▸ **Short task**: In the forum thread on Neocaridina Cobalt Blue shrimp, copy the passage starting with "i decided to" and going on through "for you ceiji?", swapping "pictures" for "photos".

# Neocaridina Cobalt Blue



## msnikkistar (Mar 23, 2010)

Never heard of a cobalt blue myself, if you find a picture, could you please share it


----------



## msjinkzd (May 12, 2007)

Is it the blue pearl?

Trade names can be so tricky!


----------



## msnikkistar (Mar 23, 2010)

I found this image googling it.


----------



## msjinkzd (May 12, 2007)

ooooo pretty! I wonder how consistent that b lue stays


----------



## ceiji (Nov 14, 2010)

I saw these on aquabid and the seller assured that its not a variation of blue pearls.


----------



## Alpha Pro Breeders (Jan 26, 2010)

ceiji said:


> can anyone give info on these shrimps? are they similar to cherry shrimp and yellow shrimp in hardiness? I cant find even a good pic on google.
> 
> thank you in advance for the info.


I think the ones your talking about are blueberry shrimp (blue cobalts is a marketing name). Their usually imports and aren't known to do very well. Their babies are usually clear looking and stay that way. It's not clear if their blue from their diet or if the have been artificially dies. If you post a pic we could probably let you know for sure.


----------



## gordonrichards (Jun 20, 2009)

The guy is from Hicksville New York? I spoke with him on the phone.

He has connections with one of the largest import/seller outfits here in the United States. The shrimp in question are imports from overseas.

As Ron stated, I can confirm they are Blueberry Shrimp.

I really want to go take a look at them. Might try to do it this week if my schedule gets easier.

-Gordon


----------



## ceiji (Nov 14, 2010)

i decided to take the risk and went ahead and bought some. Will post pictures once they arrive.


----------



## PC1 (May 21, 2010)

How did these work out for you ceiji?


----------



## MrFusion (May 20, 2011)

I've had Neocaridina Cobalt Blues before and they aren't even remotely as gorgeous as the pic Nikki posted. They tend to be a dull blue-ish/brown, 1 in 10 might have a nicer blue coloring to it, but not bright and gorgeous like you'd hope. I will say that they're pretty hardy though.


----------



## MrFusion (May 20, 2011)

Here's a picture of some Neocaridina Cobalt Blues. The majority of them will be the brownish color. Like I said before, they aren't that pretty blue you probably want, but they do have some interesting colors and patterns.


Neocaridina Cobalt Blue by MrFusion_Shrimp, on Flickr


----------



## Alpha Pro Breeders (Jan 26, 2010)

msjinkzd said:


> ooooo pretty! I wonder how consistent that b lue stays


I bought those 4 or 5 years ago and the blue eventually disappeared and they looked like tiger shrimp.


----------



## guppies (Jan 16, 2010)

These are malayan blue shrimps, they do color up for a week or so then the color becoming very dull. The babies come out clear to light brown/gray.


----------



## A.M. Aquatics (Apr 9, 2011)

▸ **Pointing dataset records**:

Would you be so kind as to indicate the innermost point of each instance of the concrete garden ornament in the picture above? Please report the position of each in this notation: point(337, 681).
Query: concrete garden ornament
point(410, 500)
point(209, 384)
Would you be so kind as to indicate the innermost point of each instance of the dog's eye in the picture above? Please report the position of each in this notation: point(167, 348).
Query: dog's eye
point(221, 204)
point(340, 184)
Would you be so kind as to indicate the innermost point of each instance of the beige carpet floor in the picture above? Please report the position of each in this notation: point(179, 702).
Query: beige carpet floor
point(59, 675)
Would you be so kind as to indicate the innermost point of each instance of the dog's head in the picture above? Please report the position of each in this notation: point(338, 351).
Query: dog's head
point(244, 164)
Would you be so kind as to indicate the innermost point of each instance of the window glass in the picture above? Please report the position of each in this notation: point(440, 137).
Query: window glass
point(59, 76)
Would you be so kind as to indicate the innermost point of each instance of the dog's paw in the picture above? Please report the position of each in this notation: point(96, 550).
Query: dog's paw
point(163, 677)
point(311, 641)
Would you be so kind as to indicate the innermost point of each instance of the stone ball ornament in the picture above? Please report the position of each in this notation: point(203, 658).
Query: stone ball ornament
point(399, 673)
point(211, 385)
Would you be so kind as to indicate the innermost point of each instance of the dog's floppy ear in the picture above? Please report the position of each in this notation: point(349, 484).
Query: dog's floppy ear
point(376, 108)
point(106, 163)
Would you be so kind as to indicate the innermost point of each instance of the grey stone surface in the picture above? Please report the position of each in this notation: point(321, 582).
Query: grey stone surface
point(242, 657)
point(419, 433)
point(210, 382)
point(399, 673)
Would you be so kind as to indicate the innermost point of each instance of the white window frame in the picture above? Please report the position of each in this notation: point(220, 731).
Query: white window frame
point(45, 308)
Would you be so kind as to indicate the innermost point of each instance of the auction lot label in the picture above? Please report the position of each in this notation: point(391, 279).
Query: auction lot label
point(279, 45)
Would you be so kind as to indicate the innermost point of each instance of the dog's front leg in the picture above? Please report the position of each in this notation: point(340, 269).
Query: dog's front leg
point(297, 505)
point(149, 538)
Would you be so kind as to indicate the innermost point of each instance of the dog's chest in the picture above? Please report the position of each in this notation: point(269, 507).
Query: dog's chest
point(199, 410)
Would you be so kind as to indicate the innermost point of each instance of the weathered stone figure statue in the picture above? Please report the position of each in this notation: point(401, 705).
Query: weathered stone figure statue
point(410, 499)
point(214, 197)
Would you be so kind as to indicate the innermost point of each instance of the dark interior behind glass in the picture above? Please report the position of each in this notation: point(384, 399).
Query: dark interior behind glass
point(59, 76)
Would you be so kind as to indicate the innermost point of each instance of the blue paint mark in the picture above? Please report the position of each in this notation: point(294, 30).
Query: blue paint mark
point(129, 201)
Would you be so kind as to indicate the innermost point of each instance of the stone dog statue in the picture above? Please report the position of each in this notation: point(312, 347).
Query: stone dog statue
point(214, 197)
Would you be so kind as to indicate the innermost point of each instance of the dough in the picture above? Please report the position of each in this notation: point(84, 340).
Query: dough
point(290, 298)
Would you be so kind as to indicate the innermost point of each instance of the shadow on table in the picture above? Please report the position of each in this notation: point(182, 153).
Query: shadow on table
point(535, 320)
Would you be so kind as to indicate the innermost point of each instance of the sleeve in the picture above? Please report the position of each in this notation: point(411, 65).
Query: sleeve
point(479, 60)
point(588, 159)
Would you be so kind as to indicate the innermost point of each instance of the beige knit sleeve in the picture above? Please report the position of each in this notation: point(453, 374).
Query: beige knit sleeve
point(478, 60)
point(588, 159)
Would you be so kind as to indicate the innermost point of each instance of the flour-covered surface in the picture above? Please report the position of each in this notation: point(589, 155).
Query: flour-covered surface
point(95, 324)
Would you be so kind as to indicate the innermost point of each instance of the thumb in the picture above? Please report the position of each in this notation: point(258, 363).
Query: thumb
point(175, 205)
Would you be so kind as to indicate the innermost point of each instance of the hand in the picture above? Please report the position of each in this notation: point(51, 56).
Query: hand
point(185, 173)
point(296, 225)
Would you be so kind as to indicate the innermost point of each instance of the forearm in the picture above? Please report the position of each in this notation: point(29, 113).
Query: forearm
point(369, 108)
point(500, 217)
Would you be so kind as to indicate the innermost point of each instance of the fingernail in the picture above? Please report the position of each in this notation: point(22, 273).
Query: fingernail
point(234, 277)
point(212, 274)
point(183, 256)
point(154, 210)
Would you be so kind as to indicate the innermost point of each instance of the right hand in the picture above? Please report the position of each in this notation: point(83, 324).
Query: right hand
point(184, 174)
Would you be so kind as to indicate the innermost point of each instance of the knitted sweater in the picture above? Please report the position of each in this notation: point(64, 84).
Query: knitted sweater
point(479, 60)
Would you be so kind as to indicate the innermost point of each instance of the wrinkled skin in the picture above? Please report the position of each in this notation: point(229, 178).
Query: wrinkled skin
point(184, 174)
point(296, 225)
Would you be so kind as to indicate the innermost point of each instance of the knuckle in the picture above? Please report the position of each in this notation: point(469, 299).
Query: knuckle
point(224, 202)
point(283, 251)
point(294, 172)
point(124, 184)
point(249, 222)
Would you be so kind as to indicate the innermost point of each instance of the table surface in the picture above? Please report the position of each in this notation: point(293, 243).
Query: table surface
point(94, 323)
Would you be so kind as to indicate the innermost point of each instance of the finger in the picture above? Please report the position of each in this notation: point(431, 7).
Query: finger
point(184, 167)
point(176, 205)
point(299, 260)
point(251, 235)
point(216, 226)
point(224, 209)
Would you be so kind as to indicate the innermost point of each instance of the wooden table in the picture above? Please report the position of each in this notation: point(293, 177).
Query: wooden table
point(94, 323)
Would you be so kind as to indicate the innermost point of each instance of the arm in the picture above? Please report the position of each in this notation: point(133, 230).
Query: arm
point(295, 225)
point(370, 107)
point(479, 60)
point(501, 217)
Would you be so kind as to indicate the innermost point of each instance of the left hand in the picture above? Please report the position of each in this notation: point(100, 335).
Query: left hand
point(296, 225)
--
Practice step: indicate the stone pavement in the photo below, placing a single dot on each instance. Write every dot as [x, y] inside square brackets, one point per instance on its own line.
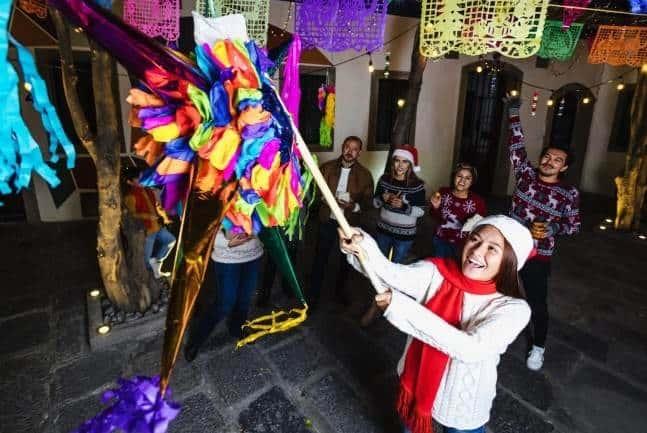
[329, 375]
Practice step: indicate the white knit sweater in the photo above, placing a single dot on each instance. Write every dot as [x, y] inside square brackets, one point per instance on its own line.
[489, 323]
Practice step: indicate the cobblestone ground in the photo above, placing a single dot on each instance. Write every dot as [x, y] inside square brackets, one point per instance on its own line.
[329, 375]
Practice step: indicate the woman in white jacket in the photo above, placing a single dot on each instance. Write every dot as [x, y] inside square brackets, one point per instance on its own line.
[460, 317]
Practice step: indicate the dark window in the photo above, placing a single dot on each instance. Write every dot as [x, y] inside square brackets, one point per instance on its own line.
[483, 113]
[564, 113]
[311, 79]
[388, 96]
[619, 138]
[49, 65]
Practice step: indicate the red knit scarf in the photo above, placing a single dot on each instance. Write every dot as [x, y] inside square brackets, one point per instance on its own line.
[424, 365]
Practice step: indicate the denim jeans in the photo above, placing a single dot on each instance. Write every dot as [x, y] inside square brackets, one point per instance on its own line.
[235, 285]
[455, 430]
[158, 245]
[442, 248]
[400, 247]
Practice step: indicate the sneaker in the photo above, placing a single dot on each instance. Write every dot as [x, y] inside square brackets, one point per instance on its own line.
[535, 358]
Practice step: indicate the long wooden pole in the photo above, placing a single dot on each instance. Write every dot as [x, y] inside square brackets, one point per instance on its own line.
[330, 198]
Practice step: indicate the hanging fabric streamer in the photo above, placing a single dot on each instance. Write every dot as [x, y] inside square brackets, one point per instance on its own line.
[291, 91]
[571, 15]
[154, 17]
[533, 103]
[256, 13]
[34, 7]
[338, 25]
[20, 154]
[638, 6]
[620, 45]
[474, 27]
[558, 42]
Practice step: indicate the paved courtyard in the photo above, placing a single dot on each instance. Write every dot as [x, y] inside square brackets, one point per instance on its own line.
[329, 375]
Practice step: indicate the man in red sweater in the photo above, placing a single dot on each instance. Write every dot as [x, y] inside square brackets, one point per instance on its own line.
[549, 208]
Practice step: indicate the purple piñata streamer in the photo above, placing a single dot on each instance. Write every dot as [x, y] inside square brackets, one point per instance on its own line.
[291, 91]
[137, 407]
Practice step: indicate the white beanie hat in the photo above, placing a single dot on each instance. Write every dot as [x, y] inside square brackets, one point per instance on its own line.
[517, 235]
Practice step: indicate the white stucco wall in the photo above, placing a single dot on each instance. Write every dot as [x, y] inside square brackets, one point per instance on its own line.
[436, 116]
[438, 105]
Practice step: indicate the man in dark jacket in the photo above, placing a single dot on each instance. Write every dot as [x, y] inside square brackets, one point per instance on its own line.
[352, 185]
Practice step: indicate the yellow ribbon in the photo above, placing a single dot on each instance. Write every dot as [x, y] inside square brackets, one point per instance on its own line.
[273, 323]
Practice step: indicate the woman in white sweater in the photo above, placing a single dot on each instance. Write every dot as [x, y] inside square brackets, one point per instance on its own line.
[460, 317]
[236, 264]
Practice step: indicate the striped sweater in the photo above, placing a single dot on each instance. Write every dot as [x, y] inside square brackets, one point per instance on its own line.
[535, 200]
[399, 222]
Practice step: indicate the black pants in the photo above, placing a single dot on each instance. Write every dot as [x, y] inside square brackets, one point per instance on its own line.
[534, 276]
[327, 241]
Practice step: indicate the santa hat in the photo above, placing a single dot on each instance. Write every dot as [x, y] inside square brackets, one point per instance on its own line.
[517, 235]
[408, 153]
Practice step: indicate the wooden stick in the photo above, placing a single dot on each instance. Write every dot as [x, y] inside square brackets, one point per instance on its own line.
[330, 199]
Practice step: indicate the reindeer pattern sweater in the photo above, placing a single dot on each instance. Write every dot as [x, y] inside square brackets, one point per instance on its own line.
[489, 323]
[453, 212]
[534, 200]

▸ **Expected answer**:
i decided to take the risk and went ahead and bought some. Will post photos once they arrive.


----------



## PC1 (May 21, 2010)

How did these work out for you ceiji?